**課題の条件**.
ワルターの未完成を聴き較べた文章によると、米国盤に書かれている使用マイクのうち筆頭に挙げられているのは何ですか？

ワルターの未完成を聴き較べてみました。 [オーディオ]
ワルターの未完成を聴き較べてみました。
米国コロンビアの《"360°SOUND"》盤とCBS/SONYの《SX68SOUND》盤です。ともに《運命》と組み合わせた初心者向けの再販盤。米国盤の方は、1963年頃の発売だったようです。
結論を先に言ってしまえば、さほどの違いはありません。目をつぶって聴いてみて、どちらか一つを残せと言われたらCBS/SONYの《SX68SOUND》盤を取ります。音質だけをとれば《SX68SOUND》の方が良いからです。
米国盤にも、けっこうテクニカルなことが書いてあります。
使用しているマイクで筆頭に挙げられているのは、ソニーのC-37A。その他、ノイマンのU67、U47、M49B、KM54A、KM56、AKGのC60、C12、EVの655Cの名前が挙がっています。録音にはカスタムメイドの16トラックのテープレコーダーが使われている。カッターヘッドはウェストレックス。カッティング時は、綿密にマザーテープ再生音と比較チェックが行われているのだとか。

(物体位置の注釈データ)
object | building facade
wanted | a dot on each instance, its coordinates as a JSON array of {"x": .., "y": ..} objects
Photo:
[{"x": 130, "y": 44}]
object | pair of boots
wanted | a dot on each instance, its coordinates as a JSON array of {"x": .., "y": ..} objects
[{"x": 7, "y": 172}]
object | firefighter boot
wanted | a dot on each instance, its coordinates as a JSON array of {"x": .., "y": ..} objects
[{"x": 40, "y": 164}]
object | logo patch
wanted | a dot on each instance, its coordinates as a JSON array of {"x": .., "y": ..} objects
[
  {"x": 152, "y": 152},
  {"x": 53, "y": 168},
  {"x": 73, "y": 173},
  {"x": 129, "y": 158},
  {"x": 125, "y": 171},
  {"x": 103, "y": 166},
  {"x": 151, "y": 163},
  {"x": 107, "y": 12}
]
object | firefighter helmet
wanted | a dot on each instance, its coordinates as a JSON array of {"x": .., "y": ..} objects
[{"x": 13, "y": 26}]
--
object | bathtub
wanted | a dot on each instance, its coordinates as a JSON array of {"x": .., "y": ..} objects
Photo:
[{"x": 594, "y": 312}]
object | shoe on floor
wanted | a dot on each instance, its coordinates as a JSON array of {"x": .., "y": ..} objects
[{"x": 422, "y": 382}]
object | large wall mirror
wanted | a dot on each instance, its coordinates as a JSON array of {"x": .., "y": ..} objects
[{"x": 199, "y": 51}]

**記述解答**.
ソニーのC-37Aです。